TASK GOAL
Give back the line where "find white pom" appears and all the lines after it until the listing ends, unchanged and with nothing else.

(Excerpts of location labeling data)
--*--
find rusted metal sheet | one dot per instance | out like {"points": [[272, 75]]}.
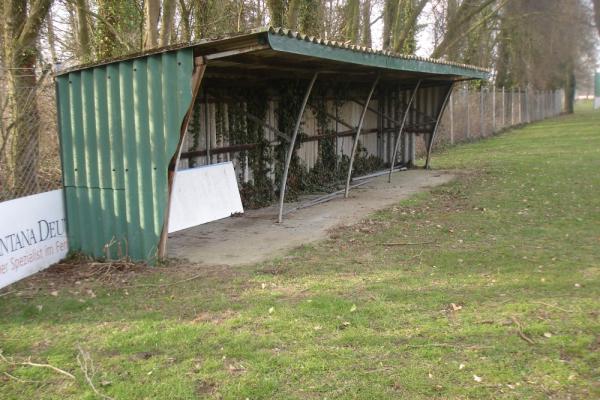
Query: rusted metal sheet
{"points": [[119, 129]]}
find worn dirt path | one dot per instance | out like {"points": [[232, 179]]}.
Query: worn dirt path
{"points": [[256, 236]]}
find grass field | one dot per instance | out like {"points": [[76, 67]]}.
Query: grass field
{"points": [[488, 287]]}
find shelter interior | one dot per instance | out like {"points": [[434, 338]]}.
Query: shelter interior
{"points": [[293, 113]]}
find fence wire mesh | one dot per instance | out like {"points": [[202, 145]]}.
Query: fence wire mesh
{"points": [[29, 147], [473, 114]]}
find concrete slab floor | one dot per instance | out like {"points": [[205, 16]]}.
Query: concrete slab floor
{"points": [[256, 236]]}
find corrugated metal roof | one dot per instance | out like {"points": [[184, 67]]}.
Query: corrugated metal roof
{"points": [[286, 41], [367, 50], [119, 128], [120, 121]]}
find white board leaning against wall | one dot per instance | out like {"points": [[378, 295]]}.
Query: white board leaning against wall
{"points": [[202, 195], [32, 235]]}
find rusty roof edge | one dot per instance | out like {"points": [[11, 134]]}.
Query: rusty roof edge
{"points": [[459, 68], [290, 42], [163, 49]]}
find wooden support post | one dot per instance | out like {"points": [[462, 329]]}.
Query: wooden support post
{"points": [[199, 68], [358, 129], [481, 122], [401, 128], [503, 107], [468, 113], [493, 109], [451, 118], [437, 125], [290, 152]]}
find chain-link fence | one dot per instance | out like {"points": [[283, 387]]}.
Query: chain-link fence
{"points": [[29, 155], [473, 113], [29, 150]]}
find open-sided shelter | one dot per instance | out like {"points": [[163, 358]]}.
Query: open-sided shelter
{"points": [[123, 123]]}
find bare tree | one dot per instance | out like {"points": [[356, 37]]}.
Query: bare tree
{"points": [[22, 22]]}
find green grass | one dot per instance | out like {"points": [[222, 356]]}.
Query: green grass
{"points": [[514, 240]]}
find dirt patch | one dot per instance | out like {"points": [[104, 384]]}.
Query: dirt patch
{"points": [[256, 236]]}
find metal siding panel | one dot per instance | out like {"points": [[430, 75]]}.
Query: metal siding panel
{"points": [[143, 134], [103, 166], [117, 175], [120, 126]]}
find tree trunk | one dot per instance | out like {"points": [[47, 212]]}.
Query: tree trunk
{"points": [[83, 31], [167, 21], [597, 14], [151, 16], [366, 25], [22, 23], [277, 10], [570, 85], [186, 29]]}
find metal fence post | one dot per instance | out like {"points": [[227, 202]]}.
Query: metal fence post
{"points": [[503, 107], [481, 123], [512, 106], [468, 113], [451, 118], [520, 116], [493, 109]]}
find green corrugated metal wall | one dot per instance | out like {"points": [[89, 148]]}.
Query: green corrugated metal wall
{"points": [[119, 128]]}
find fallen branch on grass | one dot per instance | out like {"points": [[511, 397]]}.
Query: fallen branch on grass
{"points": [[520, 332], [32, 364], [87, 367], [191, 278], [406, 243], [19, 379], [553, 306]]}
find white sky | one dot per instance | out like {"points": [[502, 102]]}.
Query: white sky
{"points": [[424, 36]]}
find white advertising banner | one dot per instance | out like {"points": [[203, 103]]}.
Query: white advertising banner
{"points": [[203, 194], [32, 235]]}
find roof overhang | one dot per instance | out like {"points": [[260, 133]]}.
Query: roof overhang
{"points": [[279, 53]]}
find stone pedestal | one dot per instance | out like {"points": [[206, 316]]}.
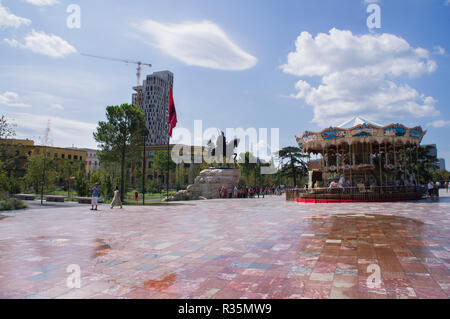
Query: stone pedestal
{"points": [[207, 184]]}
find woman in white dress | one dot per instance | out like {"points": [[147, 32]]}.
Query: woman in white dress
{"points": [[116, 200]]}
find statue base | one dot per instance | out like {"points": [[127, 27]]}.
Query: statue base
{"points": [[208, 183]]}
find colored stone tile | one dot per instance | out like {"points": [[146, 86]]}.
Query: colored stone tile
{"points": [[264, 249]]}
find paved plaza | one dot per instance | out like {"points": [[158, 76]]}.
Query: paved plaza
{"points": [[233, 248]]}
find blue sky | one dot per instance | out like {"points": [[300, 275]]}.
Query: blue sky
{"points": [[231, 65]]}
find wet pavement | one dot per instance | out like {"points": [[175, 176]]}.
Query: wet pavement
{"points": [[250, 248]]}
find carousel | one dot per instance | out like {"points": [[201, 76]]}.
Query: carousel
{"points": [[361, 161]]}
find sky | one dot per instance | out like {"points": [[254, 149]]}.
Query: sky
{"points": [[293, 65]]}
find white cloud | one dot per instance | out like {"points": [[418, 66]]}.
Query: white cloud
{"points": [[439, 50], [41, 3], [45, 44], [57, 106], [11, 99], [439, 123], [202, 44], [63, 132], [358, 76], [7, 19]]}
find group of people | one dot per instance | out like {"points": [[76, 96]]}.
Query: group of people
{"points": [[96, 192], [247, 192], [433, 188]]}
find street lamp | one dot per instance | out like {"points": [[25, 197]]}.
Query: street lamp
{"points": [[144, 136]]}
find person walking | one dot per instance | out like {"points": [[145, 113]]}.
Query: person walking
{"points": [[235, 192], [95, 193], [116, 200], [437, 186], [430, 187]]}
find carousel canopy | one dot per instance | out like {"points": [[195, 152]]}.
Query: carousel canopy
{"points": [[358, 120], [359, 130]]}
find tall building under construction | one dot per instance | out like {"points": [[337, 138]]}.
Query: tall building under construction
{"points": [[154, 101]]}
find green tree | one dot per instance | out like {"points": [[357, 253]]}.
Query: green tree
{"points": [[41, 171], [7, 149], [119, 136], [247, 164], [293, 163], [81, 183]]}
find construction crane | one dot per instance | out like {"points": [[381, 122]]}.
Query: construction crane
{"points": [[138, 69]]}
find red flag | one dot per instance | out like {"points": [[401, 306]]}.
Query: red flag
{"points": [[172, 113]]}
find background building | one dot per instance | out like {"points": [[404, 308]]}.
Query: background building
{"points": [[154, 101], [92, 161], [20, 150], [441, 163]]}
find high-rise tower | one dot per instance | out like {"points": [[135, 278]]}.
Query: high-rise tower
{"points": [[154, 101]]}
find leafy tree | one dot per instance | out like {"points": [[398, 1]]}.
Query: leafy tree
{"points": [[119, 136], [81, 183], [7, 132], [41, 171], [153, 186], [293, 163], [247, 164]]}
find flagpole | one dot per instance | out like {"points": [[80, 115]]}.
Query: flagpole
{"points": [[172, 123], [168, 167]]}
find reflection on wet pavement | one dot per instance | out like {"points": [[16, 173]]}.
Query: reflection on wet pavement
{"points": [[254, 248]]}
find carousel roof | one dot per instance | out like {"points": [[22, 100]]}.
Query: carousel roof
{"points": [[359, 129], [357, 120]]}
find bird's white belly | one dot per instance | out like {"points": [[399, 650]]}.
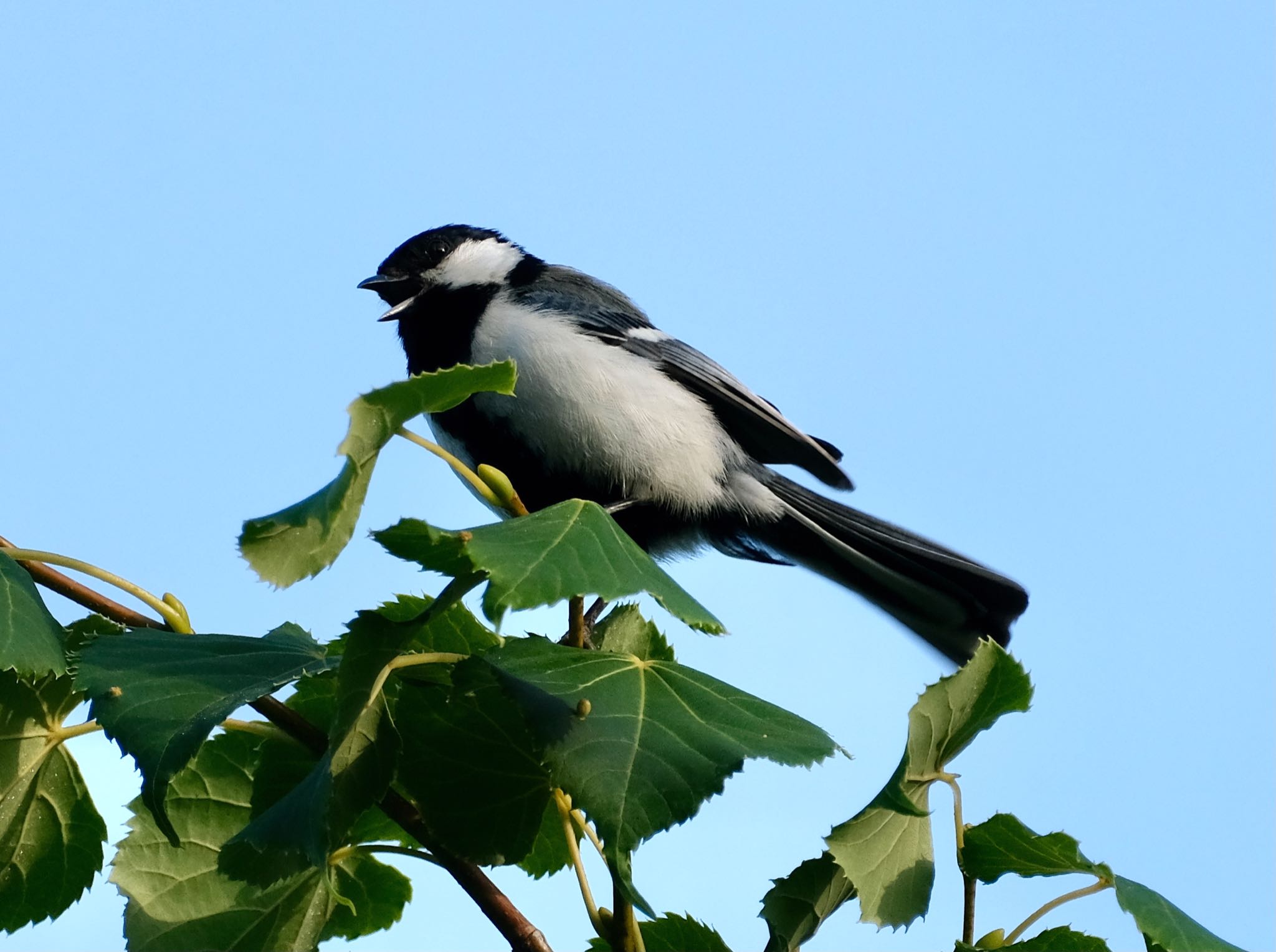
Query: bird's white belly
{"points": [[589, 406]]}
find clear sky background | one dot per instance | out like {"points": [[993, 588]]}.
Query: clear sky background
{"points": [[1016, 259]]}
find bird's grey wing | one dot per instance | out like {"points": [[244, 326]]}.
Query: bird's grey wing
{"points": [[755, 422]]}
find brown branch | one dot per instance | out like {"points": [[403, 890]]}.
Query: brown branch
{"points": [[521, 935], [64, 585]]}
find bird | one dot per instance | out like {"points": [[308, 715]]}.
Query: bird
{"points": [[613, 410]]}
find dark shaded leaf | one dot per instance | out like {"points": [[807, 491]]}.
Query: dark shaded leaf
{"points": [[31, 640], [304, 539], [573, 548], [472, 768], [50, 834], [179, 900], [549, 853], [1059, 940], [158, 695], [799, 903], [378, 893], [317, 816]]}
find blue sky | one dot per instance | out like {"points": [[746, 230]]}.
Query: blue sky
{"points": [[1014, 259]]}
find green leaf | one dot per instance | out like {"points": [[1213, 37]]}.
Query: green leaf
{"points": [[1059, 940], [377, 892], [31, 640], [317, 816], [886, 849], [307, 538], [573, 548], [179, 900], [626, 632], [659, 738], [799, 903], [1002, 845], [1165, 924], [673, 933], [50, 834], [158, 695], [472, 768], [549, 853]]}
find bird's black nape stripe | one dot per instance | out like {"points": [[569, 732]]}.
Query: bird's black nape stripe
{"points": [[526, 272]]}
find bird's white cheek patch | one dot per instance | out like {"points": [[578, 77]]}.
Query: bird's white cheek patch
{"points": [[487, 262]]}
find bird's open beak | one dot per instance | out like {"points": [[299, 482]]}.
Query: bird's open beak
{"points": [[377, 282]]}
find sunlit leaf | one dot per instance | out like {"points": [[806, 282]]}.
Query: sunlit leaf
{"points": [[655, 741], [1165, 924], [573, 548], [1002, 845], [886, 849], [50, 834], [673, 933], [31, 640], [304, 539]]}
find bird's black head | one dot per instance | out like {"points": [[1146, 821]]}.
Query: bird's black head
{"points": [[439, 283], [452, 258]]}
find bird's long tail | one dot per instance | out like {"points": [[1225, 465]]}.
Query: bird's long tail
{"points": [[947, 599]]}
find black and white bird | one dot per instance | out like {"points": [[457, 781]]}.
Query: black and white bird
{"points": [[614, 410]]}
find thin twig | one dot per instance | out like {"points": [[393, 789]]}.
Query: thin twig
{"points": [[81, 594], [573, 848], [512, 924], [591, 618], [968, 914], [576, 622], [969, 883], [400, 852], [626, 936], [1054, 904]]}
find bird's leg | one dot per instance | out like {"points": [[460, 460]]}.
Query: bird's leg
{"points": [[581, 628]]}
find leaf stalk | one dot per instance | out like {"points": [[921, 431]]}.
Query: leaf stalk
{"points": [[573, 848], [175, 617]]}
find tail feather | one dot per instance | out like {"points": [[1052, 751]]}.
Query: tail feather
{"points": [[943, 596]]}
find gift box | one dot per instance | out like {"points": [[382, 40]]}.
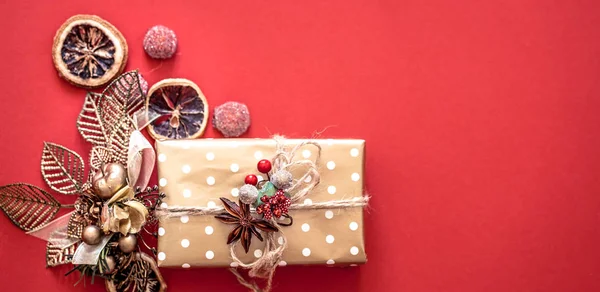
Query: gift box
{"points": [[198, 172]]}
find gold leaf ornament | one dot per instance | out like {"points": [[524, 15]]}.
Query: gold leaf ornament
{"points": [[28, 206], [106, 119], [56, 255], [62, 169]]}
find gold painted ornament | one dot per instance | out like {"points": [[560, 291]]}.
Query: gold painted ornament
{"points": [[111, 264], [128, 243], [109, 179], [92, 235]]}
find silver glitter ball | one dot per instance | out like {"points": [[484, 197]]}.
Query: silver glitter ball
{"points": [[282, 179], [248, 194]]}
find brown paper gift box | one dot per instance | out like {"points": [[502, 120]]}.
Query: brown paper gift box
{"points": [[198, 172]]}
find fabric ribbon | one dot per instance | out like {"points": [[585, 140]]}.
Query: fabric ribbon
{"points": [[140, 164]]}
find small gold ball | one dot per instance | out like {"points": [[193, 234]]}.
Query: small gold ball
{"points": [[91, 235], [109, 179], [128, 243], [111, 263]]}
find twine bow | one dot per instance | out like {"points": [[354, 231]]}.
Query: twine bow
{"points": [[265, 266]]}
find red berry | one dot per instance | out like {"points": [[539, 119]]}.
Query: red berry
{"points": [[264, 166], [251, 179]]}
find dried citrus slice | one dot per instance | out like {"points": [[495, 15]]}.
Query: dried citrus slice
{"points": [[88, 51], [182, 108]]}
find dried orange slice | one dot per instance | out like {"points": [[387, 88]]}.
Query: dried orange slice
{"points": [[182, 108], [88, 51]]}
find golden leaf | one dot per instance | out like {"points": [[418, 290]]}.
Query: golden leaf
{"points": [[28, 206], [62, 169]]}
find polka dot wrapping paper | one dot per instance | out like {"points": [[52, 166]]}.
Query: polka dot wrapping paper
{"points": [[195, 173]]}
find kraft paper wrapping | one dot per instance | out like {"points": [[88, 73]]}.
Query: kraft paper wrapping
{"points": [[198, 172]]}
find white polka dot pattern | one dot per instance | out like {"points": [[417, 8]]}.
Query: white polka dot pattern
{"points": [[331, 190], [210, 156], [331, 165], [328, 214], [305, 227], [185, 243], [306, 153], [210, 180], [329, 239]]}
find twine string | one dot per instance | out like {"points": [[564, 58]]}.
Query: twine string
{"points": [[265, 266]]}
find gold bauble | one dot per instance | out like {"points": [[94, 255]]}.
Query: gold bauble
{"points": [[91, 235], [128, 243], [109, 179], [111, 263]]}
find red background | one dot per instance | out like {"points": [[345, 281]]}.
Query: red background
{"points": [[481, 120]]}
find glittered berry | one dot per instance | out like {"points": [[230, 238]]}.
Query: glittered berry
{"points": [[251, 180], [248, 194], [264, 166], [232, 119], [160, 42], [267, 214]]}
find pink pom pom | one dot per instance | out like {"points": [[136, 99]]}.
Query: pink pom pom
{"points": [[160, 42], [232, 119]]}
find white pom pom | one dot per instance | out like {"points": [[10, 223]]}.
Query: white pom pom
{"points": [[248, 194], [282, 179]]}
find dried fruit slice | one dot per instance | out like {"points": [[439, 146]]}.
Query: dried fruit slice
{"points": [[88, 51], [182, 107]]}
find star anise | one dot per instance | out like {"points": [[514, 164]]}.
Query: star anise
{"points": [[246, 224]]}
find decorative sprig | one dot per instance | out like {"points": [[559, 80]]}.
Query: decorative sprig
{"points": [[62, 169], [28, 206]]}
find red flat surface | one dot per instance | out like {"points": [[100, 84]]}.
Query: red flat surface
--*--
ANSWER
find white pom pom | one dot per instance | out like {"points": [[10, 223]]}.
Query: white pom pom
{"points": [[248, 194], [282, 179]]}
find dried fruit slice | one dot per instance | out like {"points": [[439, 146]]}.
Query: dried fruit slice
{"points": [[88, 51], [182, 107]]}
find star anise | one dot per instance | out like {"points": [[514, 164]]}.
Query: star anise
{"points": [[246, 224]]}
find decorative sprig | one dot per instance | out like {"points": [[559, 80]]}.
Query: decorative sprig
{"points": [[62, 169], [28, 206]]}
find red flat surface | one dot per instance | out like {"points": [[100, 84]]}.
Query: red flat surface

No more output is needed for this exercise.